| QUESTÕES DE ESTUDO |
(A) Verifique se cada afirmação está de acordo com o trecho sobre o Hospital da Criança de Brasília. (i) A sentença contra o ICIPE foi proferida pela 6ª Turma Cível do TJDFT. (ii) O hospital registrou uma economia em 2015. (iii) A OAB do Distrito Federal pediu para intervir na ação como amigo da causa. Responda sim ou não a cada uma e cite as palavras do trecho que decidem a resposta.
(B) Reescreva em forma de lista o parágrafo do trecho sobre o Hospital da Criança de Brasília que começa com "Os números apresentados pelo ICIPE". Mantenha os fatos principais.

| TRECHO SELECIONADO |
━━━━
Por Kildare Meira

Há um comando expresso na Lei de Introdução às Normas do Direito Brasileiro (Lei nº 12.376, de 30/12/2010) evocando o Judiciário a aplicar a Lei para atender “às exigências do bem comum”. Este postulado se coaduna com preliminares lições que se ensinam nas escolas jurídicas, rendendo homenagem ao Professor Miguel Reale, no sentido de que o direito deve ser encarado e aplicado como fato, valor e norma.
É sob esse prisma da “exigência do bem comum” que, na última semana, a comunidade do Distrito Federal se mobilizou para questionar o resultado útil da sentença da 7ª Vara Distrital da Fazenda Pública na Ação de Improbidade Administrativa (nº 2015.01.1.120126-7), proposta pelo Ministério Público do Distrito Federal. A sentença condenou o Instituto do Câncer Infantil e Pediatria Especializada (ICIPE) – organização do terceiro setor que administra o Hospital da Criança de Brasília José Alencar – à “proibição de contratar com o poder público ou receber benefícios ou incentivos creditícios” por três anos, a partir da prolação da sentença” e, na prática, se nada for feito no âmbito da 6ª Turma Cível do Tribunal de Justiça do Distrito Federal (TJDFT), onde tramitam os recursos contra a referida sentença, acaba por se inviabilizar a continuidade dos excelentes serviços prestados pelo Hospital da Criança de Brasília José Alencar.
A comoção social que levou milhares de brasilienses e de organizações da sociedade civil da Capital Federal a abraçarem o Hospital da Criança no último dia 18 de abril e fez com que a OAB do Distrito Federal solicitasse a intervenção na referida ação como amigo da causa “amicus curae”, para garantir o pleno funcionamento do hospital, é o reconhecimento de que, no mar de notícias sobre caos na saúde do Distrito Federal, o referido hospital presta atendimento público e gratuito de excelente qualidade a crianças com câncer.
Os números apresentados pelo ICIPE, e confirmados pela Secretaria de Saúde do Distrito Federal, impressionam. Até agosto de 2016 (apenas nos primeiros 5 anos de funcionamento), são mais de 2 milhões de atendimentos especializadíssimos para pacientes com necessidades de acompanhamento de alta complexidade (crianças com câncer), isso com um quadro de 666 funcionários, 161 voluntários atuando (dado de agosto de 2016), com fornecimento, por meio da parceria com a Abrace (Associação Brasileira de Assistência às Famílias de Crianças Portadoras de Câncer e Hemopatias), de transporte aos pacientes e manutenção de uma casa de apoio às famílias dos doentes não residentes em Brasília, isso com uma economia registrada pelo hospital em 2015 de R$ 949.708,66, funcionando com inteira transparência, pois todos os seus dados e prestações de contas estão disponíveis no seu sitio eletrônico (http://www.hcb.org.br/transparencia/hcb-em-numeros#).
━━━━
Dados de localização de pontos
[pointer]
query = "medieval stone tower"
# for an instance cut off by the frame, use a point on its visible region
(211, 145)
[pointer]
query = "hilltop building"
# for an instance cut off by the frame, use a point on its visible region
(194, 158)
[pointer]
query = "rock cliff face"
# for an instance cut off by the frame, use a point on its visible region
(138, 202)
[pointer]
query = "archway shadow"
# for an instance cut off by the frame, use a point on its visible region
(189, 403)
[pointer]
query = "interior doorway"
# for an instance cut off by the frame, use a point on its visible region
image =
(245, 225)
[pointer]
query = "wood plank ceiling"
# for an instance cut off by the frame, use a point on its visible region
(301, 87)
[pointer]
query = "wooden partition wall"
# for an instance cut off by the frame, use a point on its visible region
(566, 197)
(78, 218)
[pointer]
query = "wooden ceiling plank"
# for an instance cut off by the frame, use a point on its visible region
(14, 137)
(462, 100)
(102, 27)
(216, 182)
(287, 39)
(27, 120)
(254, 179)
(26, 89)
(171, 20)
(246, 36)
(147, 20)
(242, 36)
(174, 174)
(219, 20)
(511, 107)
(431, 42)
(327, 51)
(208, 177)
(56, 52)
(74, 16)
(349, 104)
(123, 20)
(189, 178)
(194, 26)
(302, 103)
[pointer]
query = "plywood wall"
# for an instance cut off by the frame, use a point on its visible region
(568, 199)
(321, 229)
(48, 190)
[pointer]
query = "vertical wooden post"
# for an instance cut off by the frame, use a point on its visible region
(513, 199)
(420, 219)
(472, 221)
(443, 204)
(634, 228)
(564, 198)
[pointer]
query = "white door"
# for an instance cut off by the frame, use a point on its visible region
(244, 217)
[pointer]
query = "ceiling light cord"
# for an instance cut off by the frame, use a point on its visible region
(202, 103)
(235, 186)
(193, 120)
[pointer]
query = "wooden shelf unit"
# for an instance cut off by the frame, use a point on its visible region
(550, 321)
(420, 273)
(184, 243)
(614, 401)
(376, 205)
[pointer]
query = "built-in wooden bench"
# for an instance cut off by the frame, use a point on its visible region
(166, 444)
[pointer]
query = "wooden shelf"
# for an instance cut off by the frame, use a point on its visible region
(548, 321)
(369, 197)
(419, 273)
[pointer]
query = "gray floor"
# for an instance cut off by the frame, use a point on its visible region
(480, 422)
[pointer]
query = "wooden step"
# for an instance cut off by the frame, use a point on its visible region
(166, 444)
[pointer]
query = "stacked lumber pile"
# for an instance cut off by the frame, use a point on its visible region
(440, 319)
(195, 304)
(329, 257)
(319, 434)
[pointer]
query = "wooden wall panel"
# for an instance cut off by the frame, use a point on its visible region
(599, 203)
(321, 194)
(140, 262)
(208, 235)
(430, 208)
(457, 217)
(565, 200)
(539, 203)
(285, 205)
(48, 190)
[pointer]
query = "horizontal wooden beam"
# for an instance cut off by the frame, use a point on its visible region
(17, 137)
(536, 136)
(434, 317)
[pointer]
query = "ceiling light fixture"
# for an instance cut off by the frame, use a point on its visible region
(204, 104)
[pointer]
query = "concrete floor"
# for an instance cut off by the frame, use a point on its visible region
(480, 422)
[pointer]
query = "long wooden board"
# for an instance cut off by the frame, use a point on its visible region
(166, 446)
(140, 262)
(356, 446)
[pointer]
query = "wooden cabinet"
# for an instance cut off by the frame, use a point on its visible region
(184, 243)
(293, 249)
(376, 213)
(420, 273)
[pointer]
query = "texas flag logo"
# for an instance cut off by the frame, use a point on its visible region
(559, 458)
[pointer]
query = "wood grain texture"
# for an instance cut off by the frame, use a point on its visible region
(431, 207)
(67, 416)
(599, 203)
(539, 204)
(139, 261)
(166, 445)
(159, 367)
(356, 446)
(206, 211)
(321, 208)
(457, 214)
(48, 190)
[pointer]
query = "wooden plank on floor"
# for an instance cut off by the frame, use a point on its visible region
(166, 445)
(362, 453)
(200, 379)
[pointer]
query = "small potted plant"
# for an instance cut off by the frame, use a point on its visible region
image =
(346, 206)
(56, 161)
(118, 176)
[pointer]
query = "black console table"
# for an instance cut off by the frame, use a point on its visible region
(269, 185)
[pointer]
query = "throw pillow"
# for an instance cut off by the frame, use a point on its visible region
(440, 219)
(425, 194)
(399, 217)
━━━━
| RESPOSTAS ESPERADAS |
(A)
(i) Não: "a sentença da 7ª Vara Distrital da Fazenda Pública".
(ii) Sim: "uma economia registrada pelo hospital em 2015 de R$ 949.708,66".
(iii) Sim: "fez com que a OAB do Distrito Federal solicitasse a intervenção na referida ação como amigo da causa".

(B)
- Os números do ICIPE foram confirmados pela Secretaria de Saúde do Distrito Federal.
- Até agosto de 2016, nos primeiros 5 anos de funcionamento, foram mais de 2 milhões de atendimentos especializados a pacientes de alta complexidade (crianças com câncer).
- Em agosto de 2016, o quadro era de 666 funcionários e 161 voluntários.
- Em parceria com a Abrace, o hospital oferece transporte aos pacientes e mantém uma casa de apoio às famílias dos doentes que não residem em Brasília.
- Em 2015, o hospital registrou uma economia de R$ 949.708,66.
- O funcionamento é transparente: todos os dados e as prestações de contas estão disponíveis no sítio eletrônico do hospital.